◆ What you should do ◆
Copy out the whole listing below word for word, leaving out the pictures.

BEGIN

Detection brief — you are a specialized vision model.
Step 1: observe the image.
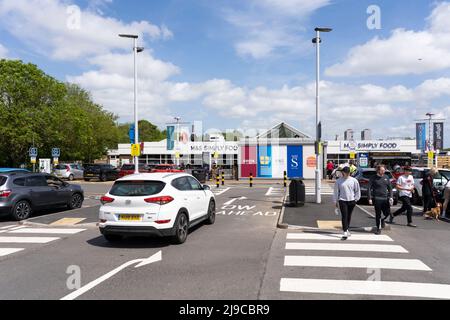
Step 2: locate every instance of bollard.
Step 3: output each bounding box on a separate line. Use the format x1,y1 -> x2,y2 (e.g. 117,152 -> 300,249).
284,171 -> 287,188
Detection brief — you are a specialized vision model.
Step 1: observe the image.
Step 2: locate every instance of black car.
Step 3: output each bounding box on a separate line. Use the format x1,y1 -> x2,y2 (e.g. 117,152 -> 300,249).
355,169 -> 398,205
0,173 -> 84,221
84,164 -> 120,182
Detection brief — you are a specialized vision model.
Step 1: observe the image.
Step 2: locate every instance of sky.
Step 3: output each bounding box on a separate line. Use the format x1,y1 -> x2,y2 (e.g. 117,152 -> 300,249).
0,0 -> 450,146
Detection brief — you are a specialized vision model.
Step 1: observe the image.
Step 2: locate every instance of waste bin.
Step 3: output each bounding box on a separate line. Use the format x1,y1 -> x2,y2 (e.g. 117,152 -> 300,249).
289,179 -> 306,207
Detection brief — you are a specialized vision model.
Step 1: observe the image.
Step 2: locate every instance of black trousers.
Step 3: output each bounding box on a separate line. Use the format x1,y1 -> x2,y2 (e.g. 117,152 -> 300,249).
373,199 -> 391,229
339,201 -> 356,232
423,193 -> 434,213
394,196 -> 413,223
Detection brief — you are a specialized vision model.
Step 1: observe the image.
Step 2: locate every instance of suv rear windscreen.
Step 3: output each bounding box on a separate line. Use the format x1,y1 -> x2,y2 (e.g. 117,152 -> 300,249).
109,181 -> 166,197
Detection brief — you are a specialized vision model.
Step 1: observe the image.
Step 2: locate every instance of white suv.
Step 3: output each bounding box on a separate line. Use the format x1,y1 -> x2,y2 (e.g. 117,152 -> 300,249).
99,173 -> 216,244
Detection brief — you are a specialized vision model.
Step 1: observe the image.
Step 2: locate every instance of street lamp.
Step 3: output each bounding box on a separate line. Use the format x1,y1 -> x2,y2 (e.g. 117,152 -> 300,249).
119,34 -> 144,174
312,28 -> 333,204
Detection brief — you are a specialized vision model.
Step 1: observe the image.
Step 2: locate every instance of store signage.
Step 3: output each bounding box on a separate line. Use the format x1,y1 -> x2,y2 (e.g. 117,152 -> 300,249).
341,141 -> 400,153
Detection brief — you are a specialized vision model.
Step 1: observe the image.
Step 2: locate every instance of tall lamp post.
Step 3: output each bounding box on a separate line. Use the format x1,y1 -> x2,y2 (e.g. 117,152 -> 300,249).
312,28 -> 333,204
119,34 -> 144,174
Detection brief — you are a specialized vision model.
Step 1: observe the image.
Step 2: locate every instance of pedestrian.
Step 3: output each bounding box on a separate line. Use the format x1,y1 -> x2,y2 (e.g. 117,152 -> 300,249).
442,181 -> 450,218
327,161 -> 334,180
422,168 -> 437,215
333,167 -> 361,240
389,167 -> 417,228
367,165 -> 394,235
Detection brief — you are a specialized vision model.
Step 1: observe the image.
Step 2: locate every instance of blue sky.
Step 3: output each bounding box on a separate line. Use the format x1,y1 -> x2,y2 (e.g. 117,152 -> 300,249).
0,0 -> 450,146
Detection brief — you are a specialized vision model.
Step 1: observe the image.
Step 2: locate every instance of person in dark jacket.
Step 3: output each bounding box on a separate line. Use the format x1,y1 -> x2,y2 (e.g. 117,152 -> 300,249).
367,165 -> 394,235
422,168 -> 437,214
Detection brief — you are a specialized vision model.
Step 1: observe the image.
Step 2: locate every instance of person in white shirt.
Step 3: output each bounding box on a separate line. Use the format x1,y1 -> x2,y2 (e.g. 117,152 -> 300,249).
390,167 -> 417,228
333,167 -> 361,240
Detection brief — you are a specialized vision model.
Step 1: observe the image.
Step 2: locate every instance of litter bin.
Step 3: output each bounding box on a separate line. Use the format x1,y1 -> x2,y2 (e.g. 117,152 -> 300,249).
289,179 -> 306,207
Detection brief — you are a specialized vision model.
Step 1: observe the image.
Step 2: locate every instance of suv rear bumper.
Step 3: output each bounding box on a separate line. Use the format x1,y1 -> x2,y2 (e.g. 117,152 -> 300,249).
99,226 -> 175,237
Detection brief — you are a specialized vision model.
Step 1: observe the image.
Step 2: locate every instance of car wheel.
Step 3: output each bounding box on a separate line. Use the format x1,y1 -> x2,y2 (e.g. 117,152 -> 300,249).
206,201 -> 216,225
103,234 -> 123,242
68,193 -> 83,210
173,213 -> 189,244
11,200 -> 32,221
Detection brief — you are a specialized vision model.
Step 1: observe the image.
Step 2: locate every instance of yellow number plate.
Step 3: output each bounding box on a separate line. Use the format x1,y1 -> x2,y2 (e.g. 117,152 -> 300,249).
119,214 -> 142,221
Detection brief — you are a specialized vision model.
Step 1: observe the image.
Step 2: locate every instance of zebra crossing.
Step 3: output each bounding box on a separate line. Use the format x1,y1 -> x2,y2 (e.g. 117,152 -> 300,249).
279,232 -> 450,299
0,226 -> 86,258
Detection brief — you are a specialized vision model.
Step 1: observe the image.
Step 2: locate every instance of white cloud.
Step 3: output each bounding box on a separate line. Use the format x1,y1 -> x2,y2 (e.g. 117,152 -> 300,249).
326,2 -> 450,77
0,0 -> 172,60
225,0 -> 330,59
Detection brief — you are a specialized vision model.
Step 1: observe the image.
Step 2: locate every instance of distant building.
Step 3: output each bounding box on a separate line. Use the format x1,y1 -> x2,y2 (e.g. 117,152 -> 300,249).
344,129 -> 355,141
361,129 -> 372,141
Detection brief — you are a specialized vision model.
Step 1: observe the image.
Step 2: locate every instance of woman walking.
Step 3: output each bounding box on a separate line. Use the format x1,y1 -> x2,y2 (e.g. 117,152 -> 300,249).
333,167 -> 361,240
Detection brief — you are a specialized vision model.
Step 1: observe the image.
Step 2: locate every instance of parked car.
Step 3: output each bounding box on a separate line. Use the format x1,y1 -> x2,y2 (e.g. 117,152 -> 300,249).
0,173 -> 84,221
84,164 -> 119,182
99,173 -> 216,244
53,163 -> 84,181
355,169 -> 398,205
119,164 -> 151,178
152,164 -> 184,173
412,167 -> 450,205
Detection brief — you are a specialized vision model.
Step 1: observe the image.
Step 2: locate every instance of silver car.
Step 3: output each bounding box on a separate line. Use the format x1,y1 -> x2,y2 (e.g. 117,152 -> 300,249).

END

◆ Answer to this task ◆
Detection brief — you are a specialized vision model.
Step 1: observe the image.
Step 2: locate every instance of bollard.
Step 3: output each bounding box on a separate line. Use the format x1,y1 -> x2,y2 (e.g. 117,152 -> 300,249).
284,171 -> 287,188
Detection brief — you are a specialized vision model.
Step 1: observe the image.
Step 2: locate every instance of black car.
Step 3: output each bounding box on a separate line. Use the format x1,y1 -> x2,y2 (e.g. 117,152 -> 300,249).
355,169 -> 398,205
0,173 -> 84,221
84,164 -> 120,182
Detection brief — you are a specialized vision model.
Step 1: observe the image.
Step 2: locate every instance of sky.
Step 3: output each bounding box on a separate line. Use the format x1,y1 -> x2,y2 (e.g. 117,152 -> 300,249).
0,0 -> 450,146
Detection brief — you are a specialized vision model.
Step 1: observe the image.
Step 2: locate every instance of waste bin.
Step 3: output each bounding box on a separate line. Use the format x1,y1 -> x2,y2 (e.g. 117,152 -> 300,249).
289,179 -> 306,207
Detection brief — you are a specialized vision model.
Step 1: observe the image.
Step 2: locate every instance of black trousers.
Step 3: output each bounding box on a separate line. Use the format x1,y1 -> x2,y2 (e.g. 117,152 -> 300,249).
373,199 -> 391,229
339,201 -> 356,232
423,193 -> 434,213
394,196 -> 413,223
Detection brief — you are a specialized vision model.
Step 1: observe the image.
Step 2: locate every instance of suv rear windscreen.
Step 3: output each bounding box on a separate line. Use the format x1,y1 -> x2,y2 (e.g. 117,152 -> 300,249).
109,181 -> 166,197
Detection brief — you are a specialized vision model.
Step 1: observe the image.
Step 2: locate every instance of white suv.
Step 3: output each bounding box on a separate line. Use the format x1,y1 -> x2,y2 (e.g. 117,152 -> 300,249).
99,173 -> 216,244
Detection brief — you are a specialized vision model.
Step 1: observe the image.
Step 2: locate every instance of street lamp.
Step 3: output each bounding box on a separate line. Use the format x1,y1 -> x2,y2 (e.g. 117,152 -> 300,249).
119,34 -> 144,174
312,28 -> 333,204
Detection brief — you are a specialized vision model.
Step 1: observe the image.
Step 2: locate every instance of store signage.
Step 3: output each bounding box on a separate line. Use the format x1,y1 -> x2,y2 (e.g. 117,152 -> 300,249).
341,141 -> 400,153
Detection brief — you are a specialized vision model.
Step 1: observe the image.
Step 2: locate every instance of tall lamp post.
Step 3: output each bounding box on a separate line. Use the format x1,y1 -> x2,y2 (e.g. 117,152 -> 300,249).
312,28 -> 333,204
119,34 -> 144,174
Detection brief — you are a specialized vision model.
Step 1: observe the image.
Step 2: locate every instance of pedestrian.
Step 3: output each bounding box on a separate line. Use the format x1,y1 -> x2,y2 (e.g. 117,152 -> 300,249).
442,181 -> 450,218
327,161 -> 334,180
422,168 -> 437,215
333,167 -> 361,240
389,167 -> 417,228
367,165 -> 394,235
Detection brief — you are a specialized vision model.
Step 1: observe the image.
Step 2: locate every instance of blue sky.
Step 3: output each bounding box on a separate line. Use the format x1,y1 -> x2,y2 (e.g. 117,152 -> 300,249).
0,0 -> 450,146
Detection brief — you are a specialized vision model.
Step 1: observe the image.
Step 2: locate every instance of person in dark jacket.
Step 3: output each bounding box on a separate line. Use the format x1,y1 -> x2,y2 (e.g. 117,152 -> 300,249).
367,165 -> 394,235
422,168 -> 437,214
Detection brief — you are a specialized vision model.
Step 1: observe the image.
Step 2: locate every instance of person in white shirt.
Step 3: output each bounding box on a separate line. Use the format x1,y1 -> x2,y2 (e.g. 117,152 -> 300,249).
390,167 -> 417,228
333,167 -> 361,240
Detection brief — you are a specialized vision model.
Step 1: observe the image.
Step 2: locate every instance of litter bin.
Step 3: output each bounding box on a separate line. Use the format x1,y1 -> x2,y2 (e.g. 117,152 -> 300,249).
289,179 -> 306,207
Detection brief — you are a specialized vision model.
Step 1: observe the image.
Step 2: locate every instance of suv rear bumper.
Step 3: output each bounding box on a separate line. Use the format x1,y1 -> x2,y2 (e.g. 117,152 -> 300,249).
99,226 -> 175,237
Detection brief — you are a specialized vision model.
Step 1: observe the image.
Step 2: locate every instance of car wheel.
Step 3: output each bounding box on a separate line. Use the format x1,y1 -> x2,y2 (e.g. 117,152 -> 300,249).
206,201 -> 216,225
103,234 -> 123,242
68,193 -> 83,210
173,213 -> 189,244
11,200 -> 32,221
Detection brief — you are a specialized vision model.
Step 1: observe the image.
Step 2: locate every instance of yellow number plate.
Step 3: output each bounding box on a separate line. Use the format x1,y1 -> x2,y2 (e.g. 117,152 -> 300,249).
119,214 -> 142,221
Detection brief — you are a specialized vision model.
Step 1: observe the image.
Step 2: locate every instance of zebra crossing.
Step 3: output each bounding box on a separate line. Use the format x1,y1 -> x2,y2 (e.g. 117,152 -> 300,249).
279,232 -> 450,299
0,226 -> 86,258
Detection brief — you are a specialized vision model.
Step 1: observe the image.
Step 2: locate every instance of white cloud.
Step 3: output each bounding box on a separate line. Use the format x1,y1 -> x2,y2 (e.g. 117,152 -> 300,249).
326,2 -> 450,77
0,0 -> 172,60
225,0 -> 330,59
Detection brief — you are a specialized vision model.
Step 1: observe the image.
Step 2: locate every instance of distant building.
Step 3: output each bounding box on a separate line. Use the format x1,y1 -> x2,y2 (e.g. 117,152 -> 300,249).
344,129 -> 355,141
361,129 -> 372,141
Detection brief — you are a specialized vision model.
Step 1: observe the image.
Step 2: locate every instance of woman walking.
Step 3: output each bounding box on a separate line. Use the format x1,y1 -> x2,y2 (e.g. 117,152 -> 300,249).
333,167 -> 361,240
Detection brief — you are a specialized vision model.
Step 1: observe the image.
Step 2: locate every instance of parked car.
Step 3: output each bounding box on a separate line. Use the format x1,y1 -> x2,y2 (e.g. 117,152 -> 300,249).
0,173 -> 84,221
84,164 -> 119,182
99,173 -> 216,244
53,163 -> 84,181
355,169 -> 398,205
119,164 -> 151,178
152,164 -> 184,173
412,167 -> 450,205
Detection brief — you are a specialized vision model.
Step 1: observe the image.
Step 2: locate every instance of silver car.
Step 3: output each bounding box on a separate line. Use the format x1,y1 -> x2,y2 (e.g. 117,152 -> 300,249).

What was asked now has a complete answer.